BLOC DE TEXTE:

Les « experts » ès-criminalistique numérique peuvent être biaisés

Le 16 juillet 2021 à 06h57

Deux chercheurs viennent de démontrer que les « experts » en criminalistique numérique, chargés d'examiner les preuves informatiques de la culpabilité ou de l'innocence d'un suspect, sont biaisés par les informations contextuelles qui leur sont fournies, déplore Forensic Magazine. Il s'agirait de la première étude de la partialité et de la fiabilité dans la prise de décision en criminalistique numérique.

Afin d'examiner le caractère biaisé (impact des informations contextuelles) et la fiabilité (cohérence) des observations, interprétations et conclusions médico-légales numériques, 53 examinateurs médico-légaux numériques (DF) ont analysé le même dossier de preuves. 

Pour la partialité, certains examinateurs de DF avaient reçu des informations contextuelles suggérant la culpabilité ou l'innocence, tandis qu'un groupe témoin n'a reçu aucune information contextuelle.

TRAVAIL DEMANDÉ:
a. D'après l'article sur la criminalistique numérique, combien d'examinateurs ont analysé le même dossier de preuves ?
b. Recopiez le passage de l'article sur la criminalistique numérique en partant de « Le 16 juillet » et en allant jusqu'à « dossier de preuves. ».
c. Poursuivez l'article sur les biais des experts en criminalistique numérique à la suite de sa dernière phrase.
Le matériel présenté plus bas n'est pas nécessaire pour ce travail.

DONNÉES À EXAMINER:
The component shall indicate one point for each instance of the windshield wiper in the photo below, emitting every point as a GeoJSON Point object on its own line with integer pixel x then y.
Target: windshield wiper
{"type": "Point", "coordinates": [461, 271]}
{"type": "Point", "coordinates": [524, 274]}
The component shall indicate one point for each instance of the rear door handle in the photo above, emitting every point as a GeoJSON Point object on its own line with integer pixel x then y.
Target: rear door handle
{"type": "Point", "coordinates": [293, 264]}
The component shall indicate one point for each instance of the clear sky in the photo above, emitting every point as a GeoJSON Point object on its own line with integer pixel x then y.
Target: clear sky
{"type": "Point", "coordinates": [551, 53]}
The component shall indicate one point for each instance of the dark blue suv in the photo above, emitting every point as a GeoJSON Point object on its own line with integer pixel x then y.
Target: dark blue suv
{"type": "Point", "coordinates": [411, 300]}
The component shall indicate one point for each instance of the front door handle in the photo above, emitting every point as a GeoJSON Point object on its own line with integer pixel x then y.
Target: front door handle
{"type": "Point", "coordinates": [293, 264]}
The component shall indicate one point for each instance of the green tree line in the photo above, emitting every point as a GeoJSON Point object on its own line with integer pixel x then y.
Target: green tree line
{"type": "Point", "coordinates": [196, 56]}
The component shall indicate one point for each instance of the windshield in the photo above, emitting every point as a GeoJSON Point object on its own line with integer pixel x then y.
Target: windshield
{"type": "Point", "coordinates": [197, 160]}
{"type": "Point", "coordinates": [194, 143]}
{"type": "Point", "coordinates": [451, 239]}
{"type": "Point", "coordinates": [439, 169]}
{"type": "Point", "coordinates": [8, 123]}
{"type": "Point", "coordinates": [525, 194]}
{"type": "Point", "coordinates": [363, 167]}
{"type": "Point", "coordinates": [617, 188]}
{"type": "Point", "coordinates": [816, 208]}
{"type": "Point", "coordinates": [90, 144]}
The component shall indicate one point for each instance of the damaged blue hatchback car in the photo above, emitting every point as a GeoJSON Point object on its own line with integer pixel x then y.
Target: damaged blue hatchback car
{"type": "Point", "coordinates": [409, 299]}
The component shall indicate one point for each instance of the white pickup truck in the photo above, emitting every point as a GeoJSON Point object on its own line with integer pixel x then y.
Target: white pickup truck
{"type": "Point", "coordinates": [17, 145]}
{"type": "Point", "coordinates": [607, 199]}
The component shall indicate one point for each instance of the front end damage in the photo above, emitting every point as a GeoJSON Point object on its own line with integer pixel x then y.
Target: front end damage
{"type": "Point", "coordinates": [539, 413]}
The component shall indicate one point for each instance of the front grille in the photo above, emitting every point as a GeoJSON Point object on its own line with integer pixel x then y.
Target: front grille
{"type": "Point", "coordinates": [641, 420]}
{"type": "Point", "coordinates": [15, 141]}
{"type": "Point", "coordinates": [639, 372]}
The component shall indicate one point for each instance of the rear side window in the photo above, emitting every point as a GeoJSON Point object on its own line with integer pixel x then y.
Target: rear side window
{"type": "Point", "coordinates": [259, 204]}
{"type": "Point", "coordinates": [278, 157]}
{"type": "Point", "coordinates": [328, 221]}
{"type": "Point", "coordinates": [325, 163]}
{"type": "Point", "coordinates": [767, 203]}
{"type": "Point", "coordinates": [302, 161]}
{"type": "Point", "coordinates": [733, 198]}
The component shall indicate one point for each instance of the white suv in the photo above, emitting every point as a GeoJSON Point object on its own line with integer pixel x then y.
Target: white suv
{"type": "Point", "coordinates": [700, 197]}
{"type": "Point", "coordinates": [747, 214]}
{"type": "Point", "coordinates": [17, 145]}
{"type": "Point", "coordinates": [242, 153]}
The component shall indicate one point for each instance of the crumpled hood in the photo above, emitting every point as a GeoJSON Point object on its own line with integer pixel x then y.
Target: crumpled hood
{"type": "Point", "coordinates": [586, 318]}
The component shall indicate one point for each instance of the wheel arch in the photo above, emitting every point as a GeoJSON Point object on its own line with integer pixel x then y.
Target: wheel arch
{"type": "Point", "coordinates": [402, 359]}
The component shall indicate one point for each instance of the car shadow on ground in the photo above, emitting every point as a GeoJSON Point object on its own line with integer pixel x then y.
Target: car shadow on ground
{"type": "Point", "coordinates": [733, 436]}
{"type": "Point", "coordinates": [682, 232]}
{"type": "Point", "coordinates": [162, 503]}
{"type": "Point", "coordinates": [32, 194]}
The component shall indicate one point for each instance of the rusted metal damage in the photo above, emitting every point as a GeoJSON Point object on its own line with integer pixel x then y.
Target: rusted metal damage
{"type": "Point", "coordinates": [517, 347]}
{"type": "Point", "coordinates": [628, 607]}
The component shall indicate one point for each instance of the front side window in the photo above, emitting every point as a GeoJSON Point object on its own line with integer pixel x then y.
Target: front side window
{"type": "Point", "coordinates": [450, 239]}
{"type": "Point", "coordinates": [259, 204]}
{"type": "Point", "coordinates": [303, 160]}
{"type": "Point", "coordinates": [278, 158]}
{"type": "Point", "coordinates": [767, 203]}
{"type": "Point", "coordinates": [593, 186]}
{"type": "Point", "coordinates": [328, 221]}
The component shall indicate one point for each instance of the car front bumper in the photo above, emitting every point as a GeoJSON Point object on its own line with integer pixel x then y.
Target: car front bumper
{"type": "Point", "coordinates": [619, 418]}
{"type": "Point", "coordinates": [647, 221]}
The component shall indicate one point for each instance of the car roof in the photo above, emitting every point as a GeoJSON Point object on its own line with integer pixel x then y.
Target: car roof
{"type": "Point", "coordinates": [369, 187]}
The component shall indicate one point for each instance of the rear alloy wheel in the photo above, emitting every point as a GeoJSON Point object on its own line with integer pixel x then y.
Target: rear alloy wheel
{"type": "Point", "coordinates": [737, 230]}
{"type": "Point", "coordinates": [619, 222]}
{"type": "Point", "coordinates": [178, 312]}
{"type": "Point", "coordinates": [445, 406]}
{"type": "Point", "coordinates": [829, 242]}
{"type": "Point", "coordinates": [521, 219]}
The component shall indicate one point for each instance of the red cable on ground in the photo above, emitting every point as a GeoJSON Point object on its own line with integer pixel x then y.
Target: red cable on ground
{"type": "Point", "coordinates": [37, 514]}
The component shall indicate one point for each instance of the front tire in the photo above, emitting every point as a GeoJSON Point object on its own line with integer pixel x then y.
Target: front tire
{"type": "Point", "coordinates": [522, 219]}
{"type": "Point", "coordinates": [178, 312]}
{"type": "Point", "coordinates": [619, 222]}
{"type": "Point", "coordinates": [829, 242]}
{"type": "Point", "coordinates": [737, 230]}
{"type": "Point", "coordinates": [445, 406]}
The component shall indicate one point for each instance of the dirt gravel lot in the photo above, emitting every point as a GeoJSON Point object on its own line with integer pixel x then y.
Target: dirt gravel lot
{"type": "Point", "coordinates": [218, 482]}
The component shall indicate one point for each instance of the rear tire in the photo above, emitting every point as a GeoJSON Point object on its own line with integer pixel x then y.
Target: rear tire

LISTE DES RÉPONSES:
a. 53 examinateurs médico-légaux numériques (DF).

b.
Le 16 juillet 2021 à 06h57

Deux chercheurs viennent de démontrer que les « experts » en criminalistique numérique, chargés d'examiner les preuves informatiques de la culpabilité ou de l'innocence d'un suspect, sont biaisés par les informations contextuelles qui leur sont fournies, déplore Forensic Magazine. Il s'agirait de la première étude de la partialité et de la fiabilité dans la prise de décision en criminalistique numérique.

Afin d'examiner le caractère biaisé (impact des informations contextuelles) et la fiabilité (cohérence) des observations, interprétations et conclusions médico-légales numériques, 53 examinateurs médico-légaux numériques (DF) ont analysé le même dossier de preuves.

c.
Tous les participants ont été chargés d'analyser un fichier de preuves qui contenait des programmes et des fichiers généralement présents sur un ordinateur de travail, tels que ceux destinés à gérer des documents, des feuilles de calcul ou des présentations, des e-mails, des discussions, une navigation sur Internet, etc. 

Les chercheurs avaient sélectionné 11 « traces » différentes dans le fichier de preuves qu'ils pourraient utiliser pour comparer les observations des examinateurs médico-légaux numériques. Certaines traces étaient plus faciles à trouver, comme le contenu des e-mails, les documents et les discussions, tandis que d'autres nécessitaient un examen plus approfondi ; cependant, aucun n'était complexe.

Or, aucun des participants n'a observé les 11 traces. 66 % des participants ont identifié 5 à 8 traces, 26 % ont trouvé 1 à 4 traces et seulement 8 % ont trouvé 8 à 10 traces. Lors de la comparaison des groupes, des nombres plus élevés ont été observés dans les groupes de culpabilité, suivis par le groupe témoin.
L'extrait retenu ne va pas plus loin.